═════ Data for this exercise ═════

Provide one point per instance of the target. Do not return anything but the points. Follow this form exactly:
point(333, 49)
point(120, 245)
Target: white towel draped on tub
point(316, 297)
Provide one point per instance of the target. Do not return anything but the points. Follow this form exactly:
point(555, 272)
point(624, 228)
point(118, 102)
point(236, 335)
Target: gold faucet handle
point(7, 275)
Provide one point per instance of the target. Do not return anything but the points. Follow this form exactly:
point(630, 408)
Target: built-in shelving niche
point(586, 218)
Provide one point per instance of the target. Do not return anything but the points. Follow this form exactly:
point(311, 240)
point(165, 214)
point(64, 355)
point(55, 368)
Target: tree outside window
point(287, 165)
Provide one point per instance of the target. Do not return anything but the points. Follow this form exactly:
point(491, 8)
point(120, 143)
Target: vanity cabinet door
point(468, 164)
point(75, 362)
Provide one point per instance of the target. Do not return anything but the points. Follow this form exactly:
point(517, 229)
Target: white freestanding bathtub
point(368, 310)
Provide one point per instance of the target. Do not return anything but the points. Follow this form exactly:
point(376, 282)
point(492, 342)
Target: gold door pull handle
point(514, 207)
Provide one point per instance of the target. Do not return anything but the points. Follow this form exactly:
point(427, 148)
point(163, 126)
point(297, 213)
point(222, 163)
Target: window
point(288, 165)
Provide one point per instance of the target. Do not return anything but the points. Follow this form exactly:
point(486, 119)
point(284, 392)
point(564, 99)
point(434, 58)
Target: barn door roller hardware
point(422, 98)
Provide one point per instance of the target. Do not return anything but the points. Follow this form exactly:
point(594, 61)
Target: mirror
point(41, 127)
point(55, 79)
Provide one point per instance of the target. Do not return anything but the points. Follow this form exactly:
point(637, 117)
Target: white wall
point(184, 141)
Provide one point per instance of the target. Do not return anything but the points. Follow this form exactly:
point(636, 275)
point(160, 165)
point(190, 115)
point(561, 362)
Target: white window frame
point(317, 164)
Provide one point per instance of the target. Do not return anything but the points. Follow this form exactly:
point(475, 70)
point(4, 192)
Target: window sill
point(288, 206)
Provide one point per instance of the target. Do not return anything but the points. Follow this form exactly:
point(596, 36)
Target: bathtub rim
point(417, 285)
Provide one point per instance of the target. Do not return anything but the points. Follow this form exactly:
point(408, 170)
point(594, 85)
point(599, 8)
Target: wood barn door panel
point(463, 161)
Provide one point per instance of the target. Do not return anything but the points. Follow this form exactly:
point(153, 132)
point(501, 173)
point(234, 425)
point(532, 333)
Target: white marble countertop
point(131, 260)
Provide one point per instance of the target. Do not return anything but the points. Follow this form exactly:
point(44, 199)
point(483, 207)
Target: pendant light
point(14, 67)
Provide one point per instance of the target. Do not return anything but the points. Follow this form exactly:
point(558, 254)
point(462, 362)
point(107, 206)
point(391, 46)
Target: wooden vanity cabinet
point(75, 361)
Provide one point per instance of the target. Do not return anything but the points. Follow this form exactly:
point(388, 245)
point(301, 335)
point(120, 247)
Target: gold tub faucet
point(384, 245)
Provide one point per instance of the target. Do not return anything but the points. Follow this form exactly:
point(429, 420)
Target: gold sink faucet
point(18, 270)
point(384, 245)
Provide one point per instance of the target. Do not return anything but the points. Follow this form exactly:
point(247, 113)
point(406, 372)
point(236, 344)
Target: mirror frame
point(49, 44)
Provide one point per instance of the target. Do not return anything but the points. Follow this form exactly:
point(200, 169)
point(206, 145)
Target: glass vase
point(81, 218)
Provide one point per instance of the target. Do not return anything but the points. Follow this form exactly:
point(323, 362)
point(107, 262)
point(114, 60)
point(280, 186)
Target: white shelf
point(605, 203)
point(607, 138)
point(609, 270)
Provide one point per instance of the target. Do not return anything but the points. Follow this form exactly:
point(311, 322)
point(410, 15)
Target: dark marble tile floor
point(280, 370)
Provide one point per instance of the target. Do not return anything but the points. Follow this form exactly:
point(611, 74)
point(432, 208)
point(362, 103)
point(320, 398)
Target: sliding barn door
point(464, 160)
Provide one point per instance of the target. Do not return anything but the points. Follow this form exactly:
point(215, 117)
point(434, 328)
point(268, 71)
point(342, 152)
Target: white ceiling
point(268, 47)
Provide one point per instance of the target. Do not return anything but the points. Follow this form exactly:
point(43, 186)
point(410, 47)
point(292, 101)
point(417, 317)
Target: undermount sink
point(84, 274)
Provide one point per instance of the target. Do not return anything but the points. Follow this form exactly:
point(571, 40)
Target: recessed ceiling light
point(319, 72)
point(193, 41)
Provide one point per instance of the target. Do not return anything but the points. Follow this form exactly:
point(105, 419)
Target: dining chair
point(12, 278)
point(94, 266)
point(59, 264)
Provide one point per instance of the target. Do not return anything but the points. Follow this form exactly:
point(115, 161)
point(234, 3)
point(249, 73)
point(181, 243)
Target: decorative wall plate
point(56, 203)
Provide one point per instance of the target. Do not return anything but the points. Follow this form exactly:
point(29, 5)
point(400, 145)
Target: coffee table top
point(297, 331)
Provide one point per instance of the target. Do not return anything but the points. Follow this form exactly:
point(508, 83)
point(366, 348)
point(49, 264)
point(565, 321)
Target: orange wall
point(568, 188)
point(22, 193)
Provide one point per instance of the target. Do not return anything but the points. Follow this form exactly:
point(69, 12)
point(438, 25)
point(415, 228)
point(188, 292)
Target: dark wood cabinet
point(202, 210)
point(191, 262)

═════

Please gather every line of the material above that contains the string "wall". Case matters.

Target: white wall
Target: decorative wall plate
Target: orange wall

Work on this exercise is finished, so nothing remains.